-- START PAGE EXCERPT --

The history is far from encouraging.

The worst example occurred in the Solomon Islands a few years ago.

A Brisbane-based mining company had a licence to develop a mine in the Solomon Islands. The Solomons Mining Minister, without proper justification, suddenly cancelled the licence. No compensation was offered.

The licence was subsequently given to a Chinese company.

The Australian Government protested, lashing the decision and the SI Government with a wet lettuce!

It had absolutely zero effect .and that was even before China massively extended its influence over the SI Government.

The next major project in the region is unquestionably the Wafi-Golpu mine in PNG's Morobe Province.

The negotiation process for the mine's development has been long and complex. There are a number of significant environmental issues, landowner disputes and differences between the national and provincial governments.

It would seem most have been resolved, but the joint venture will pay a heavy price for getting its way on tailings disposal. It insists on deep sea disposal. The provincial government was opposed to that. It seems to have given way but has extracted a high price.

-- END PAGE EXCERPT --

▶ _TASK PROMPT_: Write out the mining passage in full, word for word. The listing that comes next has no connection to the mining passage.

-- START SUPPLIED DATA --

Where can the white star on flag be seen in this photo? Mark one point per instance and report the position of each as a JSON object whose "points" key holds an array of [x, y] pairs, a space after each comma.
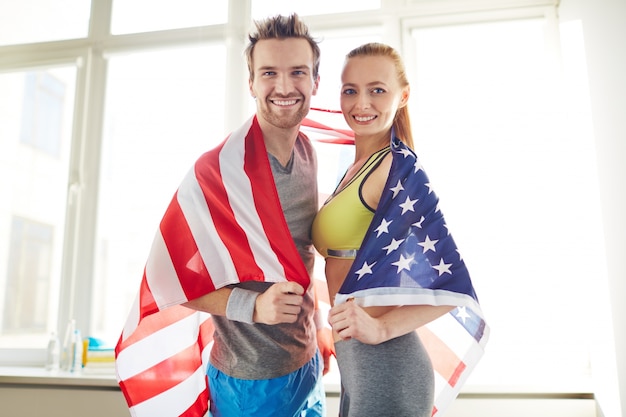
{"points": [[408, 205], [405, 152], [419, 223], [395, 244], [443, 267], [397, 189], [383, 227], [428, 244], [403, 263], [365, 269]]}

-- END SUPPLIED DATA --

▶ _WRITTEN RESPONSE_:
The history is far from encouraging.

The worst example occurred in the Solomon Islands a few years ago.

A Brisbane-based mining company had a licence to develop a mine in the Solomon Islands. The Solomons Mining Minister, without proper justification, suddenly cancelled the licence. No compensation was offered.

The licence was subsequently given to a Chinese company.

The Australian Government protested, lashing the decision and the SI Government with a wet lettuce!

It had absolutely zero effect .and that was even before China massively extended its influence over the SI Government.

The next major project in the region is unquestionably the Wafi-Golpu mine in PNG's Morobe Province.

The negotiation process for the mine's development has been long and complex. There are a number of significant environmental issues, landowner disputes and differences between the national and provincial governments.

It would seem most have been resolved, but the joint venture will pay a heavy price for getting its way on tailings disposal. It insists on deep sea disposal. The provincial government was opposed to that. It seems to have given way but has extracted a high price.